**PROBLEMS TO WORK ON**
(a) In the text on PICOs, what does the 2×2 table present?
(b) List every component that the acronym PICO stands for, as defined in the text on PICOs.

**EXCERPTED TEXT**
━━━━
PICOs are popular in medical teaching.1 The acronym stands for Patient (participant, problem or population), Intervention or exposure, Control (comparator) intervention or exposure, and Outcome. It is a useful tool to teach students how to formulate questions about the effect of a treatment in a testable way, and search for answers in the medical literature. A PICO is also helpful when designing and reporting a systematic review.

Less obvious, but another strength of a PICO is its direct link with the 2×2 table of study results. The 2×2 table, or contingency table, is often used to present how often the outcomes (columns) occurred in the comparison groups (rows). The effect of the treatment on the risk of the outcome can then be calculated. Hence, the question and answer can be described very succinctly and intuitively in terms of a PICO and 2×2 table, respectively.
━━━━
**RECORDS**
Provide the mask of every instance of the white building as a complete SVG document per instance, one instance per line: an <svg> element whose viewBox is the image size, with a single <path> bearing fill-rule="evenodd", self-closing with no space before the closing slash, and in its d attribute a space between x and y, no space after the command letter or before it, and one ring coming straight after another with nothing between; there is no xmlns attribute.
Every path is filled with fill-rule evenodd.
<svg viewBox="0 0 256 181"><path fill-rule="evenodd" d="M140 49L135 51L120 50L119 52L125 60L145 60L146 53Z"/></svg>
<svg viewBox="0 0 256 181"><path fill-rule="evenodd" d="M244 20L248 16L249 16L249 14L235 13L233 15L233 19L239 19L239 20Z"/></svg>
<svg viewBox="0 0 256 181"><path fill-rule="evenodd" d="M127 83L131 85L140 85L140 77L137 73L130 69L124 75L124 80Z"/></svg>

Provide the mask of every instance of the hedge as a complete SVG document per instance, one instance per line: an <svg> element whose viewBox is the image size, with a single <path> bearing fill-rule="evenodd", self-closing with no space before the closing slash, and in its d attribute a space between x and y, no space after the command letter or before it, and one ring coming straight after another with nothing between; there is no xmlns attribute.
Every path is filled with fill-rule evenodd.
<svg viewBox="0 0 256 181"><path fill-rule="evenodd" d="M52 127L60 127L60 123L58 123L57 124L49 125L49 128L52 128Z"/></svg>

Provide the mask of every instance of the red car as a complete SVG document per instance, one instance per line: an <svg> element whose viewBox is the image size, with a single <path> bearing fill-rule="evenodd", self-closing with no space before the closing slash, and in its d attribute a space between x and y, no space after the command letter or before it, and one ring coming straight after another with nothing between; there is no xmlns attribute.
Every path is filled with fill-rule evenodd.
━━━━
**RESULTS BY TASK**
(a) It presents how often the outcomes (columns) occurred in the comparison groups (rows).

(b)
- Patient (participant, problem or population)
- Intervention or exposure
- Control (comparator) intervention or exposure
- Outcome